- **Work instructions**
Report how many lines of the material contain the string "query". Add nothing beyond the number.

- **Provided data**
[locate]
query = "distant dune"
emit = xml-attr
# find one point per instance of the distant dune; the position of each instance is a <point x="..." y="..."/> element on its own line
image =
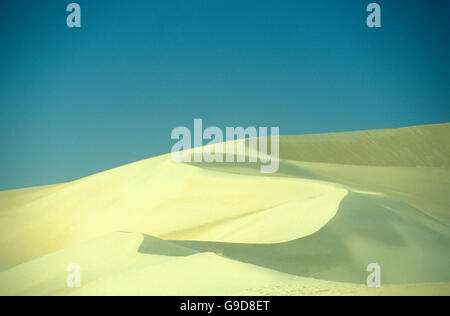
<point x="338" y="203"/>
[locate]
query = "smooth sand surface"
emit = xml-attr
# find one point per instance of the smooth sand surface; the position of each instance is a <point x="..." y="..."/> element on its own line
<point x="338" y="203"/>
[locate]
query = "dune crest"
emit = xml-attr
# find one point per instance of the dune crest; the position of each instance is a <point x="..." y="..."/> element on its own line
<point x="338" y="203"/>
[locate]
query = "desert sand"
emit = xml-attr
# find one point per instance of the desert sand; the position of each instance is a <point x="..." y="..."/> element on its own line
<point x="338" y="203"/>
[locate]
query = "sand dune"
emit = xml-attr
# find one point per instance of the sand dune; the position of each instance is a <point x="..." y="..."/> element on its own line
<point x="338" y="203"/>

- **Response**
5